__Task objective__
Copy out, exactly as given, every line from the line with "For every instance of the front wheel, locate" to the end of the listing, both of those lines included.

Extracted data entries
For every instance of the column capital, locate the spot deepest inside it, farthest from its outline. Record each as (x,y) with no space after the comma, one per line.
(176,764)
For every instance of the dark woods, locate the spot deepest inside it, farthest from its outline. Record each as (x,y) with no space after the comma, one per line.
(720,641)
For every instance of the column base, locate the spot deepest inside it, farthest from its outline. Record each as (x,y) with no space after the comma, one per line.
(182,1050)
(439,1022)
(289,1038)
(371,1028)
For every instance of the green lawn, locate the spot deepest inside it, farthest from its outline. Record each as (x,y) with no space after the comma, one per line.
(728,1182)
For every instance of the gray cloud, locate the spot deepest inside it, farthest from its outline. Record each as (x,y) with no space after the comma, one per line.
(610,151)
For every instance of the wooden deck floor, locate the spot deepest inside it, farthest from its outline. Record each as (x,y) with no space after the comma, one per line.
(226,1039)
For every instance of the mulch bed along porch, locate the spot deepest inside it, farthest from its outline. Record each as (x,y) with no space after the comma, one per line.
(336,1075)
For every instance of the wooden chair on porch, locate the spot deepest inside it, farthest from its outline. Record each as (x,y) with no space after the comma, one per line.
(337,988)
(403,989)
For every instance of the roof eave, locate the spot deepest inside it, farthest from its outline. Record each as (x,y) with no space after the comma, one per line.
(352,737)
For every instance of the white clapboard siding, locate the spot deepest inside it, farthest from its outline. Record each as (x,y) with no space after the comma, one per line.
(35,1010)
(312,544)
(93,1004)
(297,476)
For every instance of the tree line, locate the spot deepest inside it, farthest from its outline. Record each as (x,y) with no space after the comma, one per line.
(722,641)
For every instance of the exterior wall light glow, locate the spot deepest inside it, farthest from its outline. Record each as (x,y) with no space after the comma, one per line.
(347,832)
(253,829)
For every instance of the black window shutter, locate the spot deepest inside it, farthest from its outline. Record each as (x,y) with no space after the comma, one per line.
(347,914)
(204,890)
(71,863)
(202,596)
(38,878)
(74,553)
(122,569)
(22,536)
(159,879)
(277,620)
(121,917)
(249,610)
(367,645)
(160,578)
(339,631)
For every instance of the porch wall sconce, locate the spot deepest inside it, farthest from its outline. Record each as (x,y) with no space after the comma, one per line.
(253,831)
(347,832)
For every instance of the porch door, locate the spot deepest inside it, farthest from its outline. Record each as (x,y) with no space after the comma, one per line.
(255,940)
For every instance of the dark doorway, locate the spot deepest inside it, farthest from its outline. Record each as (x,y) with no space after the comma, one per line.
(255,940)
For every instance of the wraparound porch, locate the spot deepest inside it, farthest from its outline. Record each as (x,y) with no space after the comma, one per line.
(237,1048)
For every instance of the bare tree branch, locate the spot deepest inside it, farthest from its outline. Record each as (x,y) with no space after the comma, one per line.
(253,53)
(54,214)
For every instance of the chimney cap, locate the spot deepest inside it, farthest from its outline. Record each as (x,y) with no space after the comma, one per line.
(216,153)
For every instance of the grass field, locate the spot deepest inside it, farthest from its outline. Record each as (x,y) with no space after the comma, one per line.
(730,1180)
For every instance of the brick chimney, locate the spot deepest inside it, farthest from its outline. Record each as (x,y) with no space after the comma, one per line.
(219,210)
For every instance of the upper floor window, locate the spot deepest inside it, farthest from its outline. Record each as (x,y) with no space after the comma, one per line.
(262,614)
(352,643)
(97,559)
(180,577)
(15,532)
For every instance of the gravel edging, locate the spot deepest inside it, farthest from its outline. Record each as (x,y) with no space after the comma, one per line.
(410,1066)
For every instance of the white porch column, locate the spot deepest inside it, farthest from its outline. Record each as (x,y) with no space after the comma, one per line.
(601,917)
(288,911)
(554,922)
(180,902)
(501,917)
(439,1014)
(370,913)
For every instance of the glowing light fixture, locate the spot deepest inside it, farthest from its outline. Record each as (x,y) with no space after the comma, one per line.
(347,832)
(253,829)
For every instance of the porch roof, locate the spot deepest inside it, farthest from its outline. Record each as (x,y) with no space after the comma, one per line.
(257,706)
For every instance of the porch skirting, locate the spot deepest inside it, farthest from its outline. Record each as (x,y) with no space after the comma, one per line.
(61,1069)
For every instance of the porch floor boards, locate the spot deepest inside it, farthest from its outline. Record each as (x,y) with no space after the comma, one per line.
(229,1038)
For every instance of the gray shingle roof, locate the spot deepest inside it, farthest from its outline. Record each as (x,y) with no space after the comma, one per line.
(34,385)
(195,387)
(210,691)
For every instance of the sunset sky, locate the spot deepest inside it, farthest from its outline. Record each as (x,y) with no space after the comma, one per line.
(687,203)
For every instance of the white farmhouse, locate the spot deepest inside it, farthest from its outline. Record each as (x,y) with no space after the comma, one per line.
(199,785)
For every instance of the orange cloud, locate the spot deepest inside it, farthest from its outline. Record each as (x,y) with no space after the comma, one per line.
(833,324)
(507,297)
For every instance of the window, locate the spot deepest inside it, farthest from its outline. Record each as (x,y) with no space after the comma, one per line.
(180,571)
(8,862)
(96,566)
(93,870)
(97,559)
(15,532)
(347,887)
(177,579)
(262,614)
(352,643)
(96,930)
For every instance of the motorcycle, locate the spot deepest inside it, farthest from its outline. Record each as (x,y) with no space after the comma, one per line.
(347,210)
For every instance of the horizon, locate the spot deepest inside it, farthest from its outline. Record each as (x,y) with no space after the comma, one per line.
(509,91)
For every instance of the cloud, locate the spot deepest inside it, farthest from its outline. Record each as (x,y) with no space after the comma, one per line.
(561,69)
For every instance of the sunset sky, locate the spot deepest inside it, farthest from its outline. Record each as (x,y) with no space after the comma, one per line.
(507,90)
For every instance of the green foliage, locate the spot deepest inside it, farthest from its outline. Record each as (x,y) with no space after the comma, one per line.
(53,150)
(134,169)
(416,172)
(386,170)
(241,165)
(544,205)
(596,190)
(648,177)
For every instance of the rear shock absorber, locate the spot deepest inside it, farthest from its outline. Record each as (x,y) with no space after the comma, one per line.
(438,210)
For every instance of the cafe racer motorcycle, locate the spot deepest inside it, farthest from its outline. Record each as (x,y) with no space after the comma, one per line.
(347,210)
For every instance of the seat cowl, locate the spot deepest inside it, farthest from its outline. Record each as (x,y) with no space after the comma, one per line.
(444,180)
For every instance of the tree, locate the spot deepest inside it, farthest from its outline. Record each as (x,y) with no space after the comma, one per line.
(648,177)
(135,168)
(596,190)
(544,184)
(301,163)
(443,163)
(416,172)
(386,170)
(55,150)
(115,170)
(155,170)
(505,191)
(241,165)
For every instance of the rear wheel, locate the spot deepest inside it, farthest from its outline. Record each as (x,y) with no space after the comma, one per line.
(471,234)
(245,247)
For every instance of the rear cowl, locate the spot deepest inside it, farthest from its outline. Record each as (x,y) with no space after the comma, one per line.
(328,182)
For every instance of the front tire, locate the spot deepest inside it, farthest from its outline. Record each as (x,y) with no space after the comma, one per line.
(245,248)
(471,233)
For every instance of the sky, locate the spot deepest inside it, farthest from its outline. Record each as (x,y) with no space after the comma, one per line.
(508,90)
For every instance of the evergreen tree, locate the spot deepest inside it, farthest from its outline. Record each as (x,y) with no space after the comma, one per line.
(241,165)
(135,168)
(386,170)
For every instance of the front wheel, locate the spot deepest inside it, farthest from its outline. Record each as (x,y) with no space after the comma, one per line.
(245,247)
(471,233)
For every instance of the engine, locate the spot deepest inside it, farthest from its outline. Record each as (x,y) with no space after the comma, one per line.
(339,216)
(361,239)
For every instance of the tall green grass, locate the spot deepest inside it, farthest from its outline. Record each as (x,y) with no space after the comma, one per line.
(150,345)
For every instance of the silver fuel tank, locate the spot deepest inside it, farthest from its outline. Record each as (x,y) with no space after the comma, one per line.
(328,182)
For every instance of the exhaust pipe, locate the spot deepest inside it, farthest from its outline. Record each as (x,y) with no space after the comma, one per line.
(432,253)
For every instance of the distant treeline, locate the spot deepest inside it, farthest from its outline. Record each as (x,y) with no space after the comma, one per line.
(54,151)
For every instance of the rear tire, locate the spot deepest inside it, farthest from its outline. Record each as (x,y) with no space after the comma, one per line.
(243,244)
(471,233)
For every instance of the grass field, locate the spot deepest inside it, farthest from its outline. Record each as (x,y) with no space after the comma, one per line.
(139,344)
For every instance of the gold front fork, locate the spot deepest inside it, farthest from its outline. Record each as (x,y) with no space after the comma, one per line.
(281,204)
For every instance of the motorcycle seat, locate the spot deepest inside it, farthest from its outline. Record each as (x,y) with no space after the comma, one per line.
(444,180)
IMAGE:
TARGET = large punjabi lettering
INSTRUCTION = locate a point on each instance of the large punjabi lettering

__Written solution__
For every instance of the front wheel, locate the spot deepest inside it, farthest from its outline. Record each as (x,y) with no space after the comma, one per line.
(245,247)
(471,233)
For every instance of the engine, locate the spot deepest inside it, farthest from its outline. Record each as (x,y) with no space after the comma, one per line.
(339,216)
(361,239)
For every instance of the tall green grass, locate the spot deepest inside it, farthest from its outline. Record each as (x,y) with no space after the comma, one per line.
(150,345)
For every instance of the silver fuel tank, locate the spot deepest inside it, farthest from its outline. Record each as (x,y) with no space after the comma, one per line.
(328,182)
For every instance of the exhaust pipe, locate the spot deepest inside it, farthest from its outline. Record each as (x,y) with no space after the comma, one per line.
(432,253)
For every instance of the distant treeline, locate the spot deepest inside it, farthest from its outline. Record each as (x,y) with no space after the comma, one per line.
(54,151)
For every instance of the rear tire, locate the spot deepest inside it, farthest from its outline. Record each as (x,y) with no space after the comma, one per line.
(243,244)
(471,233)
For every instance of the grass field, locate the spot deepest inside it, farthest from its outline. Record each as (x,y) with no space after the comma, one per line.
(139,344)
For every instance of the gold front fork, locate the spot deepest inside it, farthest from its outline. Record each as (x,y) with no space after the comma, one per line.
(281,204)
For every instance of the motorcycle seat, locate the spot deepest inside it, farthest from its outline. Record each as (x,y) with no space after the comma, one per line.
(444,180)
IMAGE:
TARGET = large punjabi lettering
INSTRUCTION = locate a point on each instance of the large punjabi lettering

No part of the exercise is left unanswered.